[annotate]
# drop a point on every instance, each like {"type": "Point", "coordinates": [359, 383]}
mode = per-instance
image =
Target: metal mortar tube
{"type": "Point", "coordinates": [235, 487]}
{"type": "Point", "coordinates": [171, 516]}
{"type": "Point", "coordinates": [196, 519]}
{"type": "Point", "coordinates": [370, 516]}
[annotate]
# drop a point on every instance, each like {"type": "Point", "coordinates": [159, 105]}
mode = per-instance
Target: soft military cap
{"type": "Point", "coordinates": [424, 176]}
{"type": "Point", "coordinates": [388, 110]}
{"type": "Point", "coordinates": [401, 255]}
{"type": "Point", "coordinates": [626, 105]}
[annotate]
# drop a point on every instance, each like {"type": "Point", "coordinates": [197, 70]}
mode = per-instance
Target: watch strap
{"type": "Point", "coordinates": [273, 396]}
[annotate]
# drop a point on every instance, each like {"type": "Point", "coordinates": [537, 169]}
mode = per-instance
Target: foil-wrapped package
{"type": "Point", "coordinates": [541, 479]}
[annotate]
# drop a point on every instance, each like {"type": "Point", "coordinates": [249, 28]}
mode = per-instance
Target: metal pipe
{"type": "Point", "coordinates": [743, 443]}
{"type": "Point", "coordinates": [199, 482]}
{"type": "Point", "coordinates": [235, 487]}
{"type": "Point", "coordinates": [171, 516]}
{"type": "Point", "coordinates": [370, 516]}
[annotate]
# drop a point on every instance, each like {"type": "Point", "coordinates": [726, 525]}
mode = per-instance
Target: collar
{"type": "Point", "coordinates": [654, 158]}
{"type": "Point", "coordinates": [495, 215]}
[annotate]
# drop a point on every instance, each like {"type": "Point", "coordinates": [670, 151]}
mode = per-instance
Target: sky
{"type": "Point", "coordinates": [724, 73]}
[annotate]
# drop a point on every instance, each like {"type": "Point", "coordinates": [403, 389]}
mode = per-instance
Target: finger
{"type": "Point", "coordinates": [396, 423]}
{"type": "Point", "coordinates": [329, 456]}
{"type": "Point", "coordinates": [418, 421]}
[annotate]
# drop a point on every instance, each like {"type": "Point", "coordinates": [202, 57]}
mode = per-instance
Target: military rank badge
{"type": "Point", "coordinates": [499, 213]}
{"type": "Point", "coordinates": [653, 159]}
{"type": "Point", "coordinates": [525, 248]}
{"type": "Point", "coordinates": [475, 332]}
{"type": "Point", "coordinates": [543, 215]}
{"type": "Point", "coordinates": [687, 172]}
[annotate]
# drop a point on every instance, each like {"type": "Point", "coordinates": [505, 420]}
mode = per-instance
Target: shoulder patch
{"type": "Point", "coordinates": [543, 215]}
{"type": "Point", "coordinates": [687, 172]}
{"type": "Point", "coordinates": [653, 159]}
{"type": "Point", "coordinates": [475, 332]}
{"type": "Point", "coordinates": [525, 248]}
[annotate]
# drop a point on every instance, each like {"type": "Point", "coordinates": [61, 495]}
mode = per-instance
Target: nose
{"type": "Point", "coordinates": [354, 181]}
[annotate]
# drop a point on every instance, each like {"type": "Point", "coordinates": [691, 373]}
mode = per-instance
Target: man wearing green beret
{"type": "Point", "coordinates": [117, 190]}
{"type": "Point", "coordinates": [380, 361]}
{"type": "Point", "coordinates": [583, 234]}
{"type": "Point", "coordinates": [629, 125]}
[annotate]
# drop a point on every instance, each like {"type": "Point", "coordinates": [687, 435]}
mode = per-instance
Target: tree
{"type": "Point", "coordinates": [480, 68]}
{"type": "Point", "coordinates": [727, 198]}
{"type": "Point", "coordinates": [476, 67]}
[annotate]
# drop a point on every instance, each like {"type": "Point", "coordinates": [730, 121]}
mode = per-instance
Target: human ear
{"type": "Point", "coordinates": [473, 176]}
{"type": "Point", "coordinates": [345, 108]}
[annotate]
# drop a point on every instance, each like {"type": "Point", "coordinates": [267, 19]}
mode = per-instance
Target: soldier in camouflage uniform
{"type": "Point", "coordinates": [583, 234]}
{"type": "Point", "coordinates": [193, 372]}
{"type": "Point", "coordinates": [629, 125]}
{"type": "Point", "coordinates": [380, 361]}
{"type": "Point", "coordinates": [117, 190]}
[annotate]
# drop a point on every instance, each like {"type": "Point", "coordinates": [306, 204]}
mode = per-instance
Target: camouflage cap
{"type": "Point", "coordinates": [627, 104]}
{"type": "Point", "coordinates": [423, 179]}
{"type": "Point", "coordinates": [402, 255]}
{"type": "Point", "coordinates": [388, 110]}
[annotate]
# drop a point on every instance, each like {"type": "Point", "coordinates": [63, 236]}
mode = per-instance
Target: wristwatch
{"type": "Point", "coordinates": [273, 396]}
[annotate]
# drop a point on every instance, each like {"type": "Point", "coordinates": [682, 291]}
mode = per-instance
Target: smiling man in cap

++++++++++

*What the task requires*:
List every line of the records above that contains the word "camouflage", copying each line in full.

*The output*:
Target: soldier in camouflage uniform
Target: camouflage cap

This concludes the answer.